[Exercise text]

:::

10 Things Your Primary Care Doctor Does That Should Make You Run for the HillsIn the last year I've had the opportunity to be a patient and a Doctor. I have frustrations like you do so I came up with my list.
1) Dr X leaves you waiting more than 45 minutes in the room on more than one occasion without an explanation or a quick apology when entering the room "I'm sorry to keep you waiting." Another way to handle it is to have the nurse let you know "Dr X is running 30 minutes late today so you can grab a coffee or a magazine"
2) Dr X's office provides no way for you to reach a HUMAN VOICE afterhours or on the weekends if you have a medical issue that requires attention THAT NIGHT.
3) Dr X smells like cigarette smoke. I get it...it's a hard habit to kick....but you can't smell like cigarettes when you are going to counsel your patients about modifying their risk factors for stroke and heart disease. You should cut it out during your clinic day.
4) Dr X doesn't touch you. You have a specific complaint (shortness of breath, knee pain, sore throat) and your primary care doctor doesn't look or listen to the affected area....maybe I'm old school but the answer so often lies in the physical exam
5) You are having severe pain (i.e. back pain after you lifted a couch), not relieved with over the counter meds, and Dr X is unwilling to prescribe pain meds for breakthrough pain because "they are addictive". We are dismal at treating pain in the primary care setting for unfounded fears of this. Short term use of Vicodin, Tylenol with codeine, etc for treatment of acute pain is completely fine for most patients.
6) You are talking about feeling depressed, sad or discussing a painful life event (the recent loss of a parent, etc) and you start to cry.... and you notice Dr X appears uncomfortable and tries to change the subject. Bad news.
7) A recent study showed that during 30% of primary care visits the doctor spent more time talking about themselves than they did the patient. Ok my patients often ask me how my kids are. 30 seconds...that's the amount of time I spend talking about myself. This visit is about YOU and we are already limited in what we can do in 15 minutes.
8) Dr X says "that's just part of getting old" when you have a complaint. Its true: arthritis, visual changes, decreased hearing, sun damaged skin are among the fun things that go along with getting old but WE CAN STILL HAVE A PLAN to deal with them and alter their course.

:::

[Collected data]
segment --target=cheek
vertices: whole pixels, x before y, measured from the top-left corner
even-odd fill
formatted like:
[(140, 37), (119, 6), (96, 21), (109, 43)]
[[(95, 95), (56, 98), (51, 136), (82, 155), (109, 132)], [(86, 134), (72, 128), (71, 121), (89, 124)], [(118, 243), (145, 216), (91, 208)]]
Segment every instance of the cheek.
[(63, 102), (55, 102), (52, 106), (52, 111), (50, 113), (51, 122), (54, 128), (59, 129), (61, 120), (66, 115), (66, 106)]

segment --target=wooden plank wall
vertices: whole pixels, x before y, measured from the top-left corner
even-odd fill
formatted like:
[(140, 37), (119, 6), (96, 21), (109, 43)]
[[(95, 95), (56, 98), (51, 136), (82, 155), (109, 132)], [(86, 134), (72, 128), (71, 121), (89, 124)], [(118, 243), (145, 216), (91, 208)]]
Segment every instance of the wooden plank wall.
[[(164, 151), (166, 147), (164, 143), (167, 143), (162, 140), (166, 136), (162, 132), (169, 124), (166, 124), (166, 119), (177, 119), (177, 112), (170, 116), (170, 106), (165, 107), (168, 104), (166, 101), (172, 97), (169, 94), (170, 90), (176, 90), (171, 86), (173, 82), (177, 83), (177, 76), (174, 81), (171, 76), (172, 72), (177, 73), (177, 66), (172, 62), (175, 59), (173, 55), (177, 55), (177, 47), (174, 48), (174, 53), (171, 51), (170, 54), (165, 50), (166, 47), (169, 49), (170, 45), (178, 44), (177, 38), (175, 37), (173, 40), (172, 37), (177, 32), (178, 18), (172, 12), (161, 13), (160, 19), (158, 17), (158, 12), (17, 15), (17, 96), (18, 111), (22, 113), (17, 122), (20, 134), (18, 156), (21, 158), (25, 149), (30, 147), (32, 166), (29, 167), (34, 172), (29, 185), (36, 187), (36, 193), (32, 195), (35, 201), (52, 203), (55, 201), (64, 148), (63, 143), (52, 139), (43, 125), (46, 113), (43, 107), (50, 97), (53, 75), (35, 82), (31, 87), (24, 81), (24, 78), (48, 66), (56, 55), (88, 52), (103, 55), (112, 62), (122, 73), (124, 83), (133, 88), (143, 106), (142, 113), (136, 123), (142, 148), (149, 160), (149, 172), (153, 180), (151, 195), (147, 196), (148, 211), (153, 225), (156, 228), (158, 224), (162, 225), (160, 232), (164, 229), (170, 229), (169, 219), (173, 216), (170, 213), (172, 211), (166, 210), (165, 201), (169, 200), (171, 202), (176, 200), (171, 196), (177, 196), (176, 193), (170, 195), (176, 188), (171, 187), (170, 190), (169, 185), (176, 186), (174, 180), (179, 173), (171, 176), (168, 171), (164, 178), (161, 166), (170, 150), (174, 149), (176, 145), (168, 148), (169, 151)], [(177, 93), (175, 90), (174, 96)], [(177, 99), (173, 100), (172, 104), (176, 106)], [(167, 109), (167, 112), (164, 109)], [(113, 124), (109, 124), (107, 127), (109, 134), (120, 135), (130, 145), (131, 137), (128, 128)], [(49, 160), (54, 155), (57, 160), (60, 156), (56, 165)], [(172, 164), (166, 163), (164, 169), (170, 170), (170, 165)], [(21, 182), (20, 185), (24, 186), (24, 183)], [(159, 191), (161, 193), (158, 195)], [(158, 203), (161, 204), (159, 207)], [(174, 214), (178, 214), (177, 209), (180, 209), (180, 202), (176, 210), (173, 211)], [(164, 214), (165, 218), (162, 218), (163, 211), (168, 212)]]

:::

[Questions on the material]
1. Could you quote the stretch of the primary care doctor text from "6) You are talking" through "subject. Bad news."?
2. Which conditions does the primary care doctor text name as things that go along with getting old?

[Completed exercise]
1.
6) You are talking about feeling depressed, sad or discussing a painful life event (the recent loss of a parent, etc) and you start to cry.... and you notice Dr X appears uncomfortable and tries to change the subject. Bad news.

2. Arthritis, visual changes, decreased hearing, and sun damaged skin.